### What you will do:
Locate every line in the rows below that contains the string "stadium", treating uppercase and lowercase as distinct, and copy each such line.

### Extracted data:

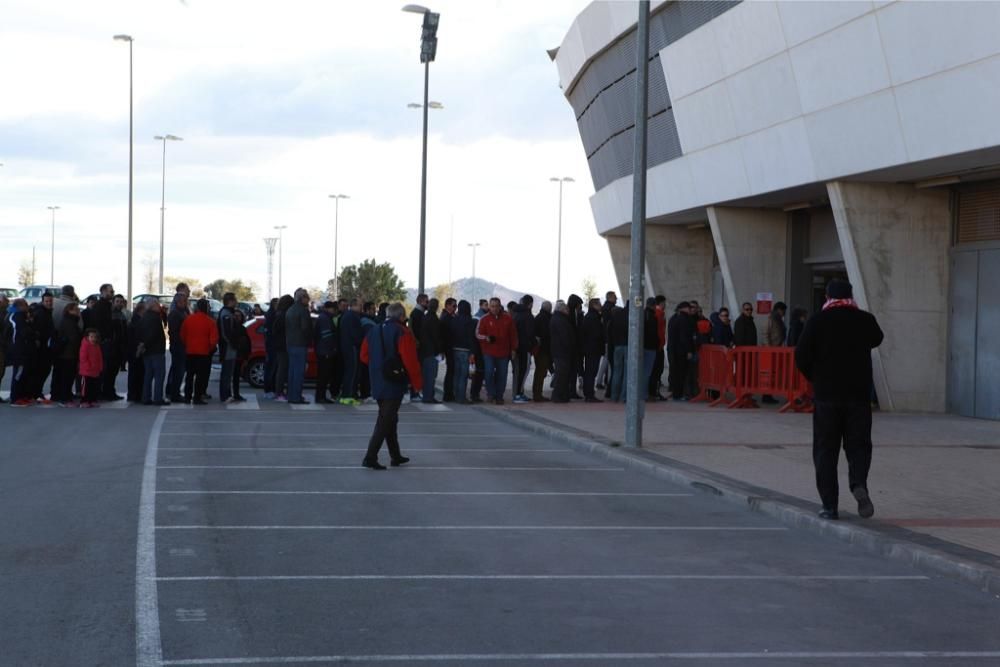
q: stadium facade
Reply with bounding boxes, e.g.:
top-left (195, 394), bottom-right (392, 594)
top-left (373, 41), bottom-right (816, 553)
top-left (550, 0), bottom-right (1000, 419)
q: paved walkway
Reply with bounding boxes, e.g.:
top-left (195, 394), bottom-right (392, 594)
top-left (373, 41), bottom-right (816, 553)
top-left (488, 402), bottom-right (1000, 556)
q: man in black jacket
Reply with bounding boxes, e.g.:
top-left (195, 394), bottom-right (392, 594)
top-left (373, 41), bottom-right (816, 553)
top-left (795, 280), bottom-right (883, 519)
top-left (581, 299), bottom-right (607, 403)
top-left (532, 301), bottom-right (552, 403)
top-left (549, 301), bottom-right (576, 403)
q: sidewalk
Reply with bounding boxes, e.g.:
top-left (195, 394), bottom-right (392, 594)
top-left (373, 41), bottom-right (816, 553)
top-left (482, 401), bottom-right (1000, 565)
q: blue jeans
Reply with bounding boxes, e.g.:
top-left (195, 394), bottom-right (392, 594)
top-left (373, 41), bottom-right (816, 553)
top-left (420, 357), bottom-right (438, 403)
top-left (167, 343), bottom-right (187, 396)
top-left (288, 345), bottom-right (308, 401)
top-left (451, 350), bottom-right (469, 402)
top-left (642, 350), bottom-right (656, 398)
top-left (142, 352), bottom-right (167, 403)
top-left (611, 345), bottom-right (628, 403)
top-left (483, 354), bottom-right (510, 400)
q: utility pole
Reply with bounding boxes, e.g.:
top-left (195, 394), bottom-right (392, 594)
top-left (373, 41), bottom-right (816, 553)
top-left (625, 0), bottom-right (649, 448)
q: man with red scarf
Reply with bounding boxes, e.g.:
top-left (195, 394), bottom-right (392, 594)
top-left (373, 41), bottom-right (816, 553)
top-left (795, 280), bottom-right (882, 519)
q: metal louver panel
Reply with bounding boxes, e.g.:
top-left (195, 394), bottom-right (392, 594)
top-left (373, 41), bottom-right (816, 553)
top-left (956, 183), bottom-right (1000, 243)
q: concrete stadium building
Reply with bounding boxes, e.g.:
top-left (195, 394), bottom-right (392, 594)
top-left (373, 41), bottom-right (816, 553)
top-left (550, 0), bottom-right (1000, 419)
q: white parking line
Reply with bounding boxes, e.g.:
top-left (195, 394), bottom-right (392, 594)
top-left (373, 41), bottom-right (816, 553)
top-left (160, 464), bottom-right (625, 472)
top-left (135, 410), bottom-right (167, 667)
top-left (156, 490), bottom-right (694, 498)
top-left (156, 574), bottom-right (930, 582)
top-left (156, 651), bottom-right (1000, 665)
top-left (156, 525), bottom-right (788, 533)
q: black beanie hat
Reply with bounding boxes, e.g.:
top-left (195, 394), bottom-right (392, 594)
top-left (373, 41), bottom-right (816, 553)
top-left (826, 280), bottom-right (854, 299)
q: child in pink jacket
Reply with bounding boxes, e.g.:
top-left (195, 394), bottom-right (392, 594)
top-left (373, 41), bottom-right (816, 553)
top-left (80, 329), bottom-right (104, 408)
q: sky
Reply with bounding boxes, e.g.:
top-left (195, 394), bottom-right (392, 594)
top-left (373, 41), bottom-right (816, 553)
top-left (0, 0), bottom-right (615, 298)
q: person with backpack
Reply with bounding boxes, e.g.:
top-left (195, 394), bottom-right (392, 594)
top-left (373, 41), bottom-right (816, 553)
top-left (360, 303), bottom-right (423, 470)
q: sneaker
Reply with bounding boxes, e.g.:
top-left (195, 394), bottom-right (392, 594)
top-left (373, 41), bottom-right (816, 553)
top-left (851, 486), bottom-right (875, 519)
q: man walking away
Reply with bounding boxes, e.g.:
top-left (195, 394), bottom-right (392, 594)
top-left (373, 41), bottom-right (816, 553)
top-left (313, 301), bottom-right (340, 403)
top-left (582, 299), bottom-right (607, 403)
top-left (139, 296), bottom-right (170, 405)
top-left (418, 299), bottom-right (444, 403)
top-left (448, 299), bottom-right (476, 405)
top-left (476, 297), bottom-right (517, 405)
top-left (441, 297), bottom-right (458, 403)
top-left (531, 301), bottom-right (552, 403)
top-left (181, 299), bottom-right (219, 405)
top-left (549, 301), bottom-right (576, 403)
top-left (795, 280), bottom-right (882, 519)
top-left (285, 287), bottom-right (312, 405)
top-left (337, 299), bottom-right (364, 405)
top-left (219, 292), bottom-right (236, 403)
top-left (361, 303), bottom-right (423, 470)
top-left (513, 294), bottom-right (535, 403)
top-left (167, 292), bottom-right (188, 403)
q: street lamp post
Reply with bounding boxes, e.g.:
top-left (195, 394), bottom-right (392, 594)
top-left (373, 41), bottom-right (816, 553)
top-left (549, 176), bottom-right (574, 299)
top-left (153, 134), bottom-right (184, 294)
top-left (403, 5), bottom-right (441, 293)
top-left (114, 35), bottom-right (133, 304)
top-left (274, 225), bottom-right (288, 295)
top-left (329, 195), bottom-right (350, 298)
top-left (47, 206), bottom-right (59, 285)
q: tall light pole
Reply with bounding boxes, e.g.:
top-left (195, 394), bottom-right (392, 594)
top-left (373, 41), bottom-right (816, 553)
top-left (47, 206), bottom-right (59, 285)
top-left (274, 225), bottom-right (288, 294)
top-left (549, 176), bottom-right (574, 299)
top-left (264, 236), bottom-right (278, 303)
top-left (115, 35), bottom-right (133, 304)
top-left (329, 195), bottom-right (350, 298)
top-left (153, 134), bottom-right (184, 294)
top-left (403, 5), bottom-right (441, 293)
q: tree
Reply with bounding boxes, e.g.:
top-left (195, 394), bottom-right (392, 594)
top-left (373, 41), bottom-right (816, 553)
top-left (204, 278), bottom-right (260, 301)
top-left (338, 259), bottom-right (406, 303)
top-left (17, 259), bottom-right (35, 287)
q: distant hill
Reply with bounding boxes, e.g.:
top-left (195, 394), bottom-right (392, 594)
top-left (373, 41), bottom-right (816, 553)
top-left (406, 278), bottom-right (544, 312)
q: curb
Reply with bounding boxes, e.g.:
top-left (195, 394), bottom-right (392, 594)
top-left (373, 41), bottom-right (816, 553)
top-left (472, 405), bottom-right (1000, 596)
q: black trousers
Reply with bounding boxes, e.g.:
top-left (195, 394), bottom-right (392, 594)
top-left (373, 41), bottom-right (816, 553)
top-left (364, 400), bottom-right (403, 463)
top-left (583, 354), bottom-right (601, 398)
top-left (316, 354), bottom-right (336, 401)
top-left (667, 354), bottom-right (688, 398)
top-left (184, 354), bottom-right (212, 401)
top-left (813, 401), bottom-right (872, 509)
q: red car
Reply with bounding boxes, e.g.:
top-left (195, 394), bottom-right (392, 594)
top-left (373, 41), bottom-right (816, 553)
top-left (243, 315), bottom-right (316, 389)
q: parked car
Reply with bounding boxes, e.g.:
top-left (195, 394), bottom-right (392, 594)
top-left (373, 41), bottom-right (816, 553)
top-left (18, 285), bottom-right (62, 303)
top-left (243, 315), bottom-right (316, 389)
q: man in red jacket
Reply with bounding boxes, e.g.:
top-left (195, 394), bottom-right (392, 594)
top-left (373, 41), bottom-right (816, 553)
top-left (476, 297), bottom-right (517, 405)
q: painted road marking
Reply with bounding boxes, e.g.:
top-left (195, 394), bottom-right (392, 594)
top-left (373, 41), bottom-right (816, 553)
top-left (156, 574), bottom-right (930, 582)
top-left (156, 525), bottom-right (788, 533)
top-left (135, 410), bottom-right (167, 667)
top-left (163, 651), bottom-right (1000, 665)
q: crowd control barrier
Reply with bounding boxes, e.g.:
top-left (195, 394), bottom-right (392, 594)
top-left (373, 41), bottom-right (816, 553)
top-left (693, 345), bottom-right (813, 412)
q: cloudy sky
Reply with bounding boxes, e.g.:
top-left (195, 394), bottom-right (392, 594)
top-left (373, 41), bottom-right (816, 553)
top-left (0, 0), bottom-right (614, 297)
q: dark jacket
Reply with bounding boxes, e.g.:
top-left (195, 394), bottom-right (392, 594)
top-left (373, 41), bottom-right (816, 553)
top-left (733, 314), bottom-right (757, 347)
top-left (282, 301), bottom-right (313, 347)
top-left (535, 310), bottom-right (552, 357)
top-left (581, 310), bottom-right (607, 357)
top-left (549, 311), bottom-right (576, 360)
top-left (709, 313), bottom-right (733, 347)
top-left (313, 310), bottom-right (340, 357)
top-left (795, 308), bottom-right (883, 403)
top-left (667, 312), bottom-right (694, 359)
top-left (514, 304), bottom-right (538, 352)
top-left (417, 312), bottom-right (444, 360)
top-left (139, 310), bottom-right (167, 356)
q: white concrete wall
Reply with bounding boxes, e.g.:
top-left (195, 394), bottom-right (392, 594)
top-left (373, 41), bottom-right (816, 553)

### Answer to this task:
q: stadium facade
q: concrete stadium building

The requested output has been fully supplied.